- **What is required**:
Pictures aside, return all of the records exactly as they stand.

___ Listed records ___

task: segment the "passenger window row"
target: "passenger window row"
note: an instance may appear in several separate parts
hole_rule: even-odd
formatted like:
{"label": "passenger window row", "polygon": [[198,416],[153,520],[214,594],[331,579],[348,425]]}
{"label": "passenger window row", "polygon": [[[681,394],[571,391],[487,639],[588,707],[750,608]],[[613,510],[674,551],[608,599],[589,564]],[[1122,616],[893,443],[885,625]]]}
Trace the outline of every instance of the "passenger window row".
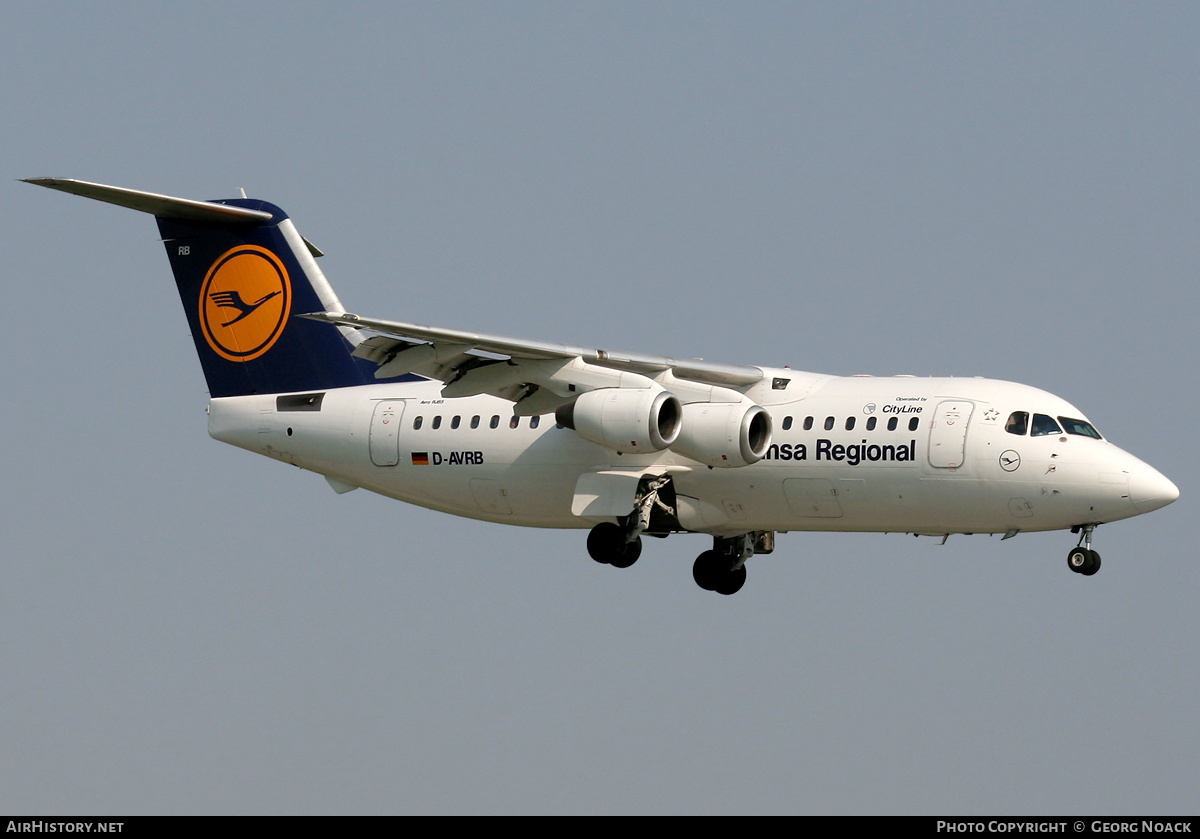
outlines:
{"label": "passenger window row", "polygon": [[[478,428],[479,421],[480,421],[480,417],[478,414],[471,417],[471,427]],[[529,427],[537,428],[538,425],[541,424],[541,421],[542,421],[541,417],[530,417],[529,418]],[[418,416],[415,419],[413,419],[413,425],[412,425],[413,431],[419,430],[421,428],[421,426],[424,424],[424,422],[425,422],[424,416]],[[452,429],[458,428],[460,425],[462,425],[462,417],[461,416],[452,417],[450,419],[450,427]],[[512,417],[508,421],[509,428],[517,428],[520,425],[521,425],[520,417]],[[440,414],[433,418],[433,420],[429,423],[429,427],[432,429],[435,429],[435,430],[442,427],[442,417]],[[493,414],[491,420],[488,421],[488,428],[499,428],[499,427],[500,427],[500,415]]]}
{"label": "passenger window row", "polygon": [[[843,424],[843,427],[847,431],[853,431],[857,419],[858,419],[857,417],[846,417],[846,422]],[[833,427],[836,424],[837,424],[837,420],[834,417],[825,417],[824,428],[826,431],[833,431]],[[867,424],[866,424],[867,431],[874,431],[875,426],[878,424],[879,424],[879,417],[867,417]],[[895,431],[896,428],[899,426],[899,424],[900,424],[899,417],[888,417],[887,430]],[[917,426],[919,426],[920,424],[921,424],[920,417],[911,417],[908,421],[908,430],[916,431]],[[804,430],[812,431],[812,427],[813,427],[813,418],[805,417],[804,418]],[[792,418],[791,417],[783,418],[783,430],[784,431],[792,430]]]}
{"label": "passenger window row", "polygon": [[[541,417],[530,417],[529,418],[529,427],[537,428],[538,425],[540,424],[540,421],[541,421]],[[878,417],[867,417],[866,430],[874,431],[878,424],[878,421],[879,421]],[[421,426],[424,424],[424,422],[425,422],[424,416],[418,416],[415,419],[413,419],[413,426],[412,426],[413,430],[414,431],[419,430],[421,428]],[[480,417],[478,415],[471,417],[471,428],[478,428],[479,422],[480,422]],[[1074,422],[1081,422],[1081,420],[1074,420]],[[453,417],[450,420],[450,427],[452,429],[458,428],[461,424],[462,424],[461,416]],[[520,417],[514,416],[514,417],[510,418],[508,421],[509,428],[518,428],[518,427],[520,427],[520,424],[521,424]],[[792,428],[792,424],[793,424],[792,417],[784,417],[783,430],[790,431]],[[836,424],[837,424],[837,420],[834,417],[826,417],[825,422],[824,422],[824,428],[826,431],[832,431],[834,425],[836,425]],[[857,417],[846,417],[846,420],[843,423],[843,427],[847,431],[853,431],[856,424],[857,424]],[[900,420],[898,417],[888,417],[887,430],[895,431],[899,427],[899,424],[900,424]],[[921,424],[920,417],[910,417],[908,420],[908,430],[916,431],[917,428],[920,426],[920,424]],[[1086,425],[1086,423],[1084,423],[1084,424]],[[433,418],[433,420],[430,422],[429,427],[433,428],[433,429],[441,428],[442,427],[441,415],[435,416]],[[492,415],[491,420],[488,422],[488,427],[489,428],[499,428],[500,427],[500,415],[499,414]],[[813,418],[805,417],[804,418],[804,430],[811,431],[812,427],[813,427]],[[1088,426],[1088,427],[1090,428],[1090,426]],[[1057,426],[1056,426],[1056,429],[1057,429]],[[1016,432],[1014,432],[1014,433],[1016,433]],[[1053,433],[1053,432],[1051,432],[1051,433]],[[1096,435],[1096,436],[1098,437],[1099,435]]]}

___

- **Answer to the problem**:
task: segment the "passenger window row"
target: "passenger window row"
note: an instance may appear in several separate parts
hole_rule: even-odd
formatted like:
{"label": "passenger window row", "polygon": [[198,416],[153,520],[214,594],[331,579],[348,425]]}
{"label": "passenger window row", "polygon": [[[681,394],[571,391],[487,639],[588,707],[750,608]],[[613,510],[674,551],[608,599],[589,564]],[[1122,616],[893,443],[885,625]]]}
Trace the outline of every instance of the "passenger window row".
outlines:
{"label": "passenger window row", "polygon": [[[478,428],[479,421],[480,421],[480,417],[478,414],[471,417],[471,427]],[[529,427],[537,428],[538,425],[541,424],[541,421],[542,421],[541,417],[530,417],[529,418]],[[418,416],[415,419],[413,419],[413,425],[412,425],[413,431],[419,430],[421,428],[421,426],[424,424],[424,422],[425,422],[424,416]],[[452,429],[458,428],[460,425],[462,425],[462,417],[461,416],[452,417],[450,419],[450,427]],[[512,417],[508,421],[509,428],[517,428],[520,425],[521,425],[520,417]],[[440,414],[433,418],[433,420],[429,423],[429,427],[432,429],[435,429],[435,430],[442,427],[442,417]],[[493,414],[491,420],[488,421],[488,428],[499,428],[499,427],[500,427],[500,415]]]}
{"label": "passenger window row", "polygon": [[[843,424],[843,427],[847,431],[853,431],[857,419],[858,419],[857,417],[846,417],[846,422]],[[833,427],[836,424],[837,424],[837,420],[834,417],[825,417],[824,428],[826,431],[833,431]],[[867,424],[866,424],[867,431],[874,431],[875,426],[878,424],[879,424],[879,417],[867,417]],[[895,431],[896,428],[899,426],[899,424],[900,424],[899,417],[888,417],[887,430]],[[917,426],[919,426],[920,424],[921,424],[920,417],[911,417],[908,421],[908,430],[916,431]],[[804,430],[812,431],[812,427],[813,427],[813,418],[805,417],[804,418]],[[792,418],[791,417],[783,418],[783,430],[784,431],[792,430]]]}
{"label": "passenger window row", "polygon": [[[541,417],[530,417],[529,418],[529,427],[537,428],[538,425],[540,424],[540,421],[541,421]],[[878,417],[867,417],[866,430],[874,431],[878,424],[878,421],[879,421]],[[421,426],[424,424],[424,422],[425,422],[424,416],[418,416],[415,419],[413,419],[413,426],[412,426],[413,430],[414,431],[419,430],[421,428]],[[480,417],[478,415],[471,417],[471,428],[478,428],[479,422],[480,422]],[[1074,422],[1081,422],[1081,420],[1074,420]],[[453,417],[450,420],[450,427],[452,429],[458,428],[461,424],[462,424],[461,416]],[[520,417],[514,416],[514,417],[510,418],[508,421],[509,428],[518,428],[518,427],[520,427],[520,424],[521,424]],[[792,428],[792,424],[793,424],[792,417],[784,417],[783,430],[790,431]],[[836,424],[837,424],[837,420],[834,417],[826,417],[825,422],[824,422],[824,428],[826,431],[832,431],[834,425],[836,425]],[[857,417],[846,417],[846,420],[843,423],[843,427],[847,431],[853,431],[856,424],[857,424]],[[900,420],[898,417],[888,417],[887,430],[895,431],[899,427],[899,424],[900,424]],[[921,424],[920,417],[910,417],[908,420],[908,430],[916,431],[917,428],[920,426],[920,424]],[[1086,425],[1086,423],[1084,423],[1084,424]],[[433,418],[433,420],[430,422],[429,427],[433,428],[433,429],[441,428],[442,427],[441,415],[435,416]],[[492,415],[491,420],[488,422],[488,427],[489,428],[499,428],[500,427],[500,415],[499,414]],[[813,418],[805,417],[804,418],[804,430],[811,431],[812,427],[813,427]],[[1088,426],[1088,427],[1090,428],[1090,426]],[[1057,426],[1056,426],[1056,429],[1057,429]],[[1016,432],[1014,432],[1014,433],[1016,433]],[[1053,433],[1053,432],[1051,432],[1051,433]],[[1096,435],[1096,436],[1098,437],[1099,435]]]}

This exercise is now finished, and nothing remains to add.